[RECORDS TO USE Boundary: Start]
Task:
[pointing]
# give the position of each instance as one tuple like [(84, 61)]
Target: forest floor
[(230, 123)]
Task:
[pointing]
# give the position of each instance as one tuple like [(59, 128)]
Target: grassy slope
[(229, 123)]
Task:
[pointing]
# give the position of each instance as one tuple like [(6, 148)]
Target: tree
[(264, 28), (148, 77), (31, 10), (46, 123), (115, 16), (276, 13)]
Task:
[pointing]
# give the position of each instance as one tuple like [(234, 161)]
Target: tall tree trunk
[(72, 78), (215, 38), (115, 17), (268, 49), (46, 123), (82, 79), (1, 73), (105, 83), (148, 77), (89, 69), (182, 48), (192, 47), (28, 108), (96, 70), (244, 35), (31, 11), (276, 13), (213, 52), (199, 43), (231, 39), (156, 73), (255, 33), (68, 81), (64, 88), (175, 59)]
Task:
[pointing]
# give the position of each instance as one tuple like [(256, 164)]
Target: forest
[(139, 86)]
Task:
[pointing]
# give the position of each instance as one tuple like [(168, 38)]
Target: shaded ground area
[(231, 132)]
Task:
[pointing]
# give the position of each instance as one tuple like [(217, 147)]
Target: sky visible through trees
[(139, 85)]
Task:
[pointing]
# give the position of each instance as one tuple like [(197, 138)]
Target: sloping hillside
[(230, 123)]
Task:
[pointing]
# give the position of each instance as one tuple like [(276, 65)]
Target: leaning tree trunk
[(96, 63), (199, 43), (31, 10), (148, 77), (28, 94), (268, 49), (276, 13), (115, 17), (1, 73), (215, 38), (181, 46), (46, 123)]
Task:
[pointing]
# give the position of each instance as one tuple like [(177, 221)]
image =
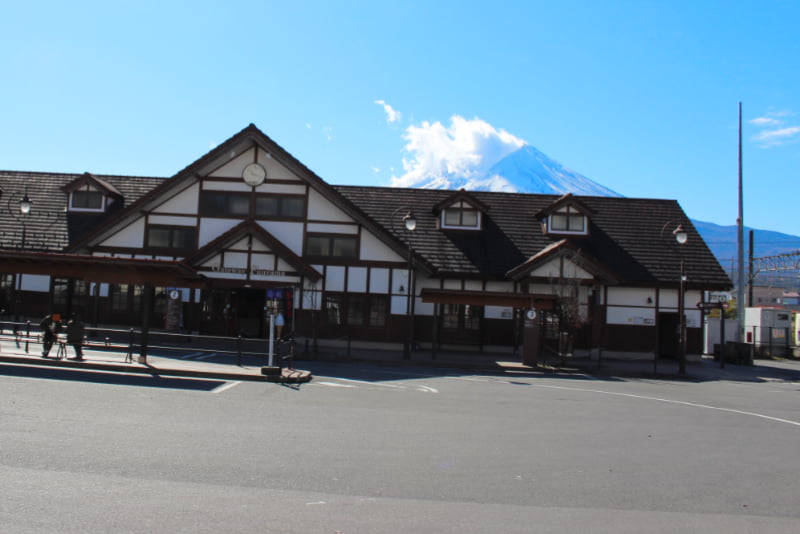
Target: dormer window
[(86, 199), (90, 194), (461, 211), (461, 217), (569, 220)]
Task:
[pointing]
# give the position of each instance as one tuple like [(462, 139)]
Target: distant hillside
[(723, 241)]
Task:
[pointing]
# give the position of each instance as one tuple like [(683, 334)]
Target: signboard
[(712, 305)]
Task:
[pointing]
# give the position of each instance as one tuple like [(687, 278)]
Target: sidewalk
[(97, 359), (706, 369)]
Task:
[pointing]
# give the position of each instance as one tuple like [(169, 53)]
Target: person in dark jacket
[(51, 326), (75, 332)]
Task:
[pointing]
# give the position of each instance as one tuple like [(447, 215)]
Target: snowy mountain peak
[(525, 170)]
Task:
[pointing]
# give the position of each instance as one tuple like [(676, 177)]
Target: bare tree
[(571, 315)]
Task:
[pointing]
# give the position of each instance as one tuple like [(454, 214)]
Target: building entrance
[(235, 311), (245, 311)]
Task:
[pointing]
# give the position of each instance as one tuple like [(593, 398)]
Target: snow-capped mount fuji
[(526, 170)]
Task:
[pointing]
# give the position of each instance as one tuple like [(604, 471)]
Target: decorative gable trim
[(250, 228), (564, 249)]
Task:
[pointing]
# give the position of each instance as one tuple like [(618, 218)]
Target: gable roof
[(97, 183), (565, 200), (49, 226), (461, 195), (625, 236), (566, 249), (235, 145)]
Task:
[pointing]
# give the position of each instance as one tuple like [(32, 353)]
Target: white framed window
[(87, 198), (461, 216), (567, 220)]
[RECORDS TO USE Boundary: End]
[RECORDS TO USE Boundary: Start]
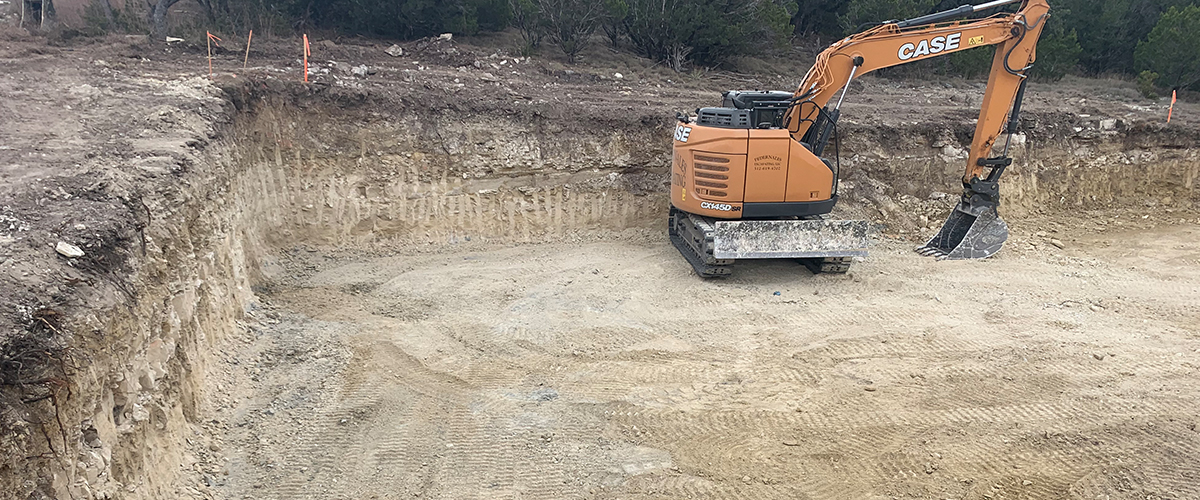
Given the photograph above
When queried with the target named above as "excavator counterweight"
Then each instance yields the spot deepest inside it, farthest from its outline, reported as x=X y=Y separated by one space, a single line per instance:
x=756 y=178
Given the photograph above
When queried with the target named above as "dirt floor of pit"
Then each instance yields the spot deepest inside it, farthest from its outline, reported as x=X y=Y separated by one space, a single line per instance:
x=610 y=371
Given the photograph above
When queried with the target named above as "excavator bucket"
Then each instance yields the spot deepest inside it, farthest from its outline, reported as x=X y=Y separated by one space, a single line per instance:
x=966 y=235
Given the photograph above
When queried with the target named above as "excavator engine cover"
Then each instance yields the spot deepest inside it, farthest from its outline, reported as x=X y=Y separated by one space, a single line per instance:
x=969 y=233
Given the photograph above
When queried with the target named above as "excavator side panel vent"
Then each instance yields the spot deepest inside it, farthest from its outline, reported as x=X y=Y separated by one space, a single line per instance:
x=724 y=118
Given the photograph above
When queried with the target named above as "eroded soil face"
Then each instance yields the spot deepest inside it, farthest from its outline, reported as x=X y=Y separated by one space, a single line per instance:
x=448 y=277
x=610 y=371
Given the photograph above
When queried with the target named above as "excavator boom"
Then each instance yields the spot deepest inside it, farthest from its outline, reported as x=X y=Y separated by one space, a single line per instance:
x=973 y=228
[RECORDS TO USE Boundary: End]
[RECORDS TO USE Boundary: Start]
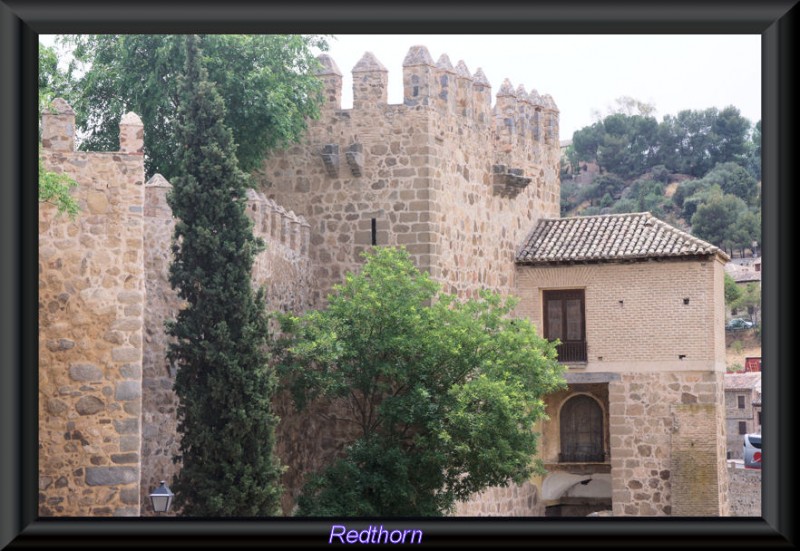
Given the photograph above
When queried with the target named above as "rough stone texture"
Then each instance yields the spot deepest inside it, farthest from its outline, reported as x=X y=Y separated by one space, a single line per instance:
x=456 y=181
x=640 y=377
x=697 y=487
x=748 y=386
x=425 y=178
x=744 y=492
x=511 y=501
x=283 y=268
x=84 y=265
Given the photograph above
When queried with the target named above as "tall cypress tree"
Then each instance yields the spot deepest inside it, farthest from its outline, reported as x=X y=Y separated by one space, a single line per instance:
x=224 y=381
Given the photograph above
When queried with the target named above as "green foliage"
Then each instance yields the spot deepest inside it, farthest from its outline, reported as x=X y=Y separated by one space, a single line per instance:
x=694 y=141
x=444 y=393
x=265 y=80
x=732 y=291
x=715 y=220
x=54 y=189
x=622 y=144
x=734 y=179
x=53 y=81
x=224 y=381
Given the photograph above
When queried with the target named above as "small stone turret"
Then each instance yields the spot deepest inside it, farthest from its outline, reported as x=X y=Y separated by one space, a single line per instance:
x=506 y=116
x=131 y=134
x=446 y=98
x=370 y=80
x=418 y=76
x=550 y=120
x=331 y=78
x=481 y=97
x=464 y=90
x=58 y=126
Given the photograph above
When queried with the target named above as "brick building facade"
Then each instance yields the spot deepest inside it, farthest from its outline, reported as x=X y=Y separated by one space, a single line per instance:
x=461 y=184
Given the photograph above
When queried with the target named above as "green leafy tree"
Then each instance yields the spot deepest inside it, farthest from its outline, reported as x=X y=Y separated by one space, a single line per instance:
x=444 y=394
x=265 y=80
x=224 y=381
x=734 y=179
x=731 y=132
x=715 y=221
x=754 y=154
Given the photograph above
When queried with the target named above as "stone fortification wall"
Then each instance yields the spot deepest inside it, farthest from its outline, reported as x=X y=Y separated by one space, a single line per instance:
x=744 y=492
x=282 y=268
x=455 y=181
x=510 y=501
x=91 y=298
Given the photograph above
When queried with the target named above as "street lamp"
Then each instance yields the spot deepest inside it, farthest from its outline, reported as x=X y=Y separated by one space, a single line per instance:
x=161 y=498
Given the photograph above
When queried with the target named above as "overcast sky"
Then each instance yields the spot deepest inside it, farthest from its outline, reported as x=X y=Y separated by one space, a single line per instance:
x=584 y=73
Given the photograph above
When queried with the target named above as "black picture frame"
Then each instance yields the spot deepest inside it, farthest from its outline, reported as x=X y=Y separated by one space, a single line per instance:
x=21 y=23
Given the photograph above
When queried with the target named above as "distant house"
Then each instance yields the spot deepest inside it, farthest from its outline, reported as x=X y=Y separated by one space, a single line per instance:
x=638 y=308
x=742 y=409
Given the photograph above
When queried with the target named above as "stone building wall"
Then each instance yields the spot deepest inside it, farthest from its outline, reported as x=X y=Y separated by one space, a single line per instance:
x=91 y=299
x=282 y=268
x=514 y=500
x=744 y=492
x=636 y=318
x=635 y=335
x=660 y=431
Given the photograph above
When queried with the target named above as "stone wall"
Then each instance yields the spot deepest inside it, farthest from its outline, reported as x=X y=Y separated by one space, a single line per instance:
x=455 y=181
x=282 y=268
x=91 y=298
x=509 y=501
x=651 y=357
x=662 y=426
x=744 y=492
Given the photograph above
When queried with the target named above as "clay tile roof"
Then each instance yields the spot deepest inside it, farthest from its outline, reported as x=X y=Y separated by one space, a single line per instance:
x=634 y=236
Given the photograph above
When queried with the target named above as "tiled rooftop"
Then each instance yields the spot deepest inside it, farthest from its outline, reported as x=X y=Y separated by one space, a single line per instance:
[RECORDS TO USE Boundary: End]
What lines in the records contain the word "wall"? Return each one.

_RESULT_
When queried with the target named above as "stone fortification wall"
When queried with the target named above as "stone building wall"
When queried with the target named above as "stone wall"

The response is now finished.